*ÉNONCÉ DE L'EXERCICE:*
Recopiez à l'identique, s'il vous plaît, le passage qui va de la ligne contenant « Keypoint placement rule: for each instance of the dry twig, put » jusqu'à la dernière des lignes ci-dessous, ces deux bornes comprises.

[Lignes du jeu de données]
*****

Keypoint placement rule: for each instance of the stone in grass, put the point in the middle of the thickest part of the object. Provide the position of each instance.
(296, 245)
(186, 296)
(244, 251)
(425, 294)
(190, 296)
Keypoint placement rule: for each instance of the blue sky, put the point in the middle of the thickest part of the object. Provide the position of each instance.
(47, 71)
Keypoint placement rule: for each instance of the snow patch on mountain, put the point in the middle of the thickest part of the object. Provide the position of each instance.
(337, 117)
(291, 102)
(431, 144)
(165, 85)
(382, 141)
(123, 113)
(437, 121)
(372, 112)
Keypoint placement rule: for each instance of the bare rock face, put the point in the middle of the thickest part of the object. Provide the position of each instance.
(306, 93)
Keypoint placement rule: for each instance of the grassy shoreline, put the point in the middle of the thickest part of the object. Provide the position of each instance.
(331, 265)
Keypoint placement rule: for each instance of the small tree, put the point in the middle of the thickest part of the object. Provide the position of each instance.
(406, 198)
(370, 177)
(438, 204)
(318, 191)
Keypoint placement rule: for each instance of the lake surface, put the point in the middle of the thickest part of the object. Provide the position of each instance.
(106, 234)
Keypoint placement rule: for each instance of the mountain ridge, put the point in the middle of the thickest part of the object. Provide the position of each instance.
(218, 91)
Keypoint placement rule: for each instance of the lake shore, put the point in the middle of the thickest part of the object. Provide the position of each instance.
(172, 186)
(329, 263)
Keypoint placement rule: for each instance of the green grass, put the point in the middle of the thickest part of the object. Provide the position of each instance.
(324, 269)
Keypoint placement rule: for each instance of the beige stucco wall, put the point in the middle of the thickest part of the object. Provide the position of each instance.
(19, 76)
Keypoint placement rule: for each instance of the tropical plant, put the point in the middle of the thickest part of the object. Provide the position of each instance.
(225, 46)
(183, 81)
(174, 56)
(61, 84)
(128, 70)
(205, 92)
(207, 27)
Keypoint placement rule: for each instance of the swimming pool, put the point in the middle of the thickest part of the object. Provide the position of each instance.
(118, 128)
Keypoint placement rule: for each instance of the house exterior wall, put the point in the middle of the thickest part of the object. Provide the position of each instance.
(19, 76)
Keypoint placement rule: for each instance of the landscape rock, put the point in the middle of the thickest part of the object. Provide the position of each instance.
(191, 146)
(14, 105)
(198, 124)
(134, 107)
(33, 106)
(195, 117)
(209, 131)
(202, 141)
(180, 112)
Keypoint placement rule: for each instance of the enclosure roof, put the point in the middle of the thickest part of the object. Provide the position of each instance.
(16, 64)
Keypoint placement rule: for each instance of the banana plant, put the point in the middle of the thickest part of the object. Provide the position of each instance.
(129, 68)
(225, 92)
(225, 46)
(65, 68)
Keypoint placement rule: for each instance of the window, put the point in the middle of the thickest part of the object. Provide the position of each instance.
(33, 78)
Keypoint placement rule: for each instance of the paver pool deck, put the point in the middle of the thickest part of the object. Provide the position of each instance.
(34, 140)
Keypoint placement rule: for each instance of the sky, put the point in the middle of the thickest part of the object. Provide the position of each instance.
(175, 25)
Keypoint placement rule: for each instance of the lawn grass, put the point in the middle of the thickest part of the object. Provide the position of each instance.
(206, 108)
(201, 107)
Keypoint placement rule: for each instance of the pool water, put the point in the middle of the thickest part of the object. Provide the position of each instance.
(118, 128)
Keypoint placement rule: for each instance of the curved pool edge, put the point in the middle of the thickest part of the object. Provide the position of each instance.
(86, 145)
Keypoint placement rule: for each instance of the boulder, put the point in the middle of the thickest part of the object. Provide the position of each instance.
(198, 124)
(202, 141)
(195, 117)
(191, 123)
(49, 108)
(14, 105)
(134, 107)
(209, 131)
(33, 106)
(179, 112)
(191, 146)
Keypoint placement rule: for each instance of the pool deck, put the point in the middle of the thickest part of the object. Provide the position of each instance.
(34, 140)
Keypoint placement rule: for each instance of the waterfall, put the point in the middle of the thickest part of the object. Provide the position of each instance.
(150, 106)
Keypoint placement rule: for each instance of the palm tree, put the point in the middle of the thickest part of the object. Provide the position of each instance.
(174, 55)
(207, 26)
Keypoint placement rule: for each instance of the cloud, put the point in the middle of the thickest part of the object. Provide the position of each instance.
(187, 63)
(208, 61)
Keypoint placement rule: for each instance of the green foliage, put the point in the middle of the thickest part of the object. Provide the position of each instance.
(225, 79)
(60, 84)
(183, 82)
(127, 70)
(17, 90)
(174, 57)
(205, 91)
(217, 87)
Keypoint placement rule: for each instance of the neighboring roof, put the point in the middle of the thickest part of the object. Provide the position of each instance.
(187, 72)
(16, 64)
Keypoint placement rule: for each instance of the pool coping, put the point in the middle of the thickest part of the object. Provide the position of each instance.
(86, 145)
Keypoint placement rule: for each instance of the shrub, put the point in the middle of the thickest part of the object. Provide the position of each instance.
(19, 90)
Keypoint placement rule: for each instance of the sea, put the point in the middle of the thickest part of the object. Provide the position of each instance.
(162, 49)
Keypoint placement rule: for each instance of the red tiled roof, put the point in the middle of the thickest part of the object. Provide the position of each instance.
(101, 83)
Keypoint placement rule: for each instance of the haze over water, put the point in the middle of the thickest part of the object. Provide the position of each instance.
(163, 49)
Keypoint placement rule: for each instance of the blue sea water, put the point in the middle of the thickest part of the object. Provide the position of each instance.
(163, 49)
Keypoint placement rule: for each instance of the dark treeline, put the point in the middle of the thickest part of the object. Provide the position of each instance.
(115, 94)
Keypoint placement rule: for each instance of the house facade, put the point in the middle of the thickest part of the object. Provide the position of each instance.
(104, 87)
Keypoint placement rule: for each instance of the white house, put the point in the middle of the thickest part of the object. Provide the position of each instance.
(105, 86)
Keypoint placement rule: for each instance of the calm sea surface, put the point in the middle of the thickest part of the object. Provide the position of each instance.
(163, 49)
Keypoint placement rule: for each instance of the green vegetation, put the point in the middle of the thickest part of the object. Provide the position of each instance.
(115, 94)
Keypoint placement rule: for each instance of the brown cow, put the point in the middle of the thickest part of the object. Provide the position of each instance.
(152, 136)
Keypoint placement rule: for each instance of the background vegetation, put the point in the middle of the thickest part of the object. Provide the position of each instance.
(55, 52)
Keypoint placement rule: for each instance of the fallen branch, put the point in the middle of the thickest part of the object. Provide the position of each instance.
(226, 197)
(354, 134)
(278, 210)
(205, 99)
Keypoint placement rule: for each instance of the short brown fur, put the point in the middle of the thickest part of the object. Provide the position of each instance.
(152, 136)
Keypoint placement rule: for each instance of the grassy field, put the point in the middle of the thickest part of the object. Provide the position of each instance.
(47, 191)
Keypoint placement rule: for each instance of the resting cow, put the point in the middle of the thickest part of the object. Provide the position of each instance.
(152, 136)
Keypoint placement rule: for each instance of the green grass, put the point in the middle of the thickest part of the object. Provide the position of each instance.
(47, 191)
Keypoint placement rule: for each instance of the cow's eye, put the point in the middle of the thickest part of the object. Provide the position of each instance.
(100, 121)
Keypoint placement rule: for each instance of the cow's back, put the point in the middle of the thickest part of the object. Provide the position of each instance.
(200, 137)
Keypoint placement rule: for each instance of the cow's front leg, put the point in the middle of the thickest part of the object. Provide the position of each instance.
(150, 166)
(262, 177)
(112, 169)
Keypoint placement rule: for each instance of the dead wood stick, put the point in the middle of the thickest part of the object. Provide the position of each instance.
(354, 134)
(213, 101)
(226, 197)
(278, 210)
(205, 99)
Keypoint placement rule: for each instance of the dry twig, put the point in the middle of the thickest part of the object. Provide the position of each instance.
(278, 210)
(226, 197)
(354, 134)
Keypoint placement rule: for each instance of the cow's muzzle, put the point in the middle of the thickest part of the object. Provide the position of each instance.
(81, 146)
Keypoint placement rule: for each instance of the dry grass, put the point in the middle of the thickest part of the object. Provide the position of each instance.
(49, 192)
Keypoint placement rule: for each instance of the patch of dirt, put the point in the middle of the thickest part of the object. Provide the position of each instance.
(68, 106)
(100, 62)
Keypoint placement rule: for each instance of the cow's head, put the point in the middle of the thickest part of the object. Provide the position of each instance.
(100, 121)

*****

*CORRIGÉ:*
Keypoint placement rule: for each instance of the dry twig, put the point in the middle of the thickest part of the object. Provide the position of each instance.
(278, 210)
(226, 197)
(354, 134)
Keypoint placement rule: for each instance of the cow's muzzle, put the point in the middle of the thickest part of the object. Provide the position of each instance.
(81, 146)
Keypoint placement rule: for each instance of the dry grass, put the point in the middle of the thickest part of the object. Provide the position of each instance.
(49, 192)
Keypoint placement rule: for each instance of the patch of dirt, put the point in the middle of the thickest part of the object. Provide the position of each instance.
(68, 106)
(100, 62)
Keypoint placement rule: for each instance of the cow's head, put the point in the middle of the thickest part of the object. Provide the position of each instance.
(100, 121)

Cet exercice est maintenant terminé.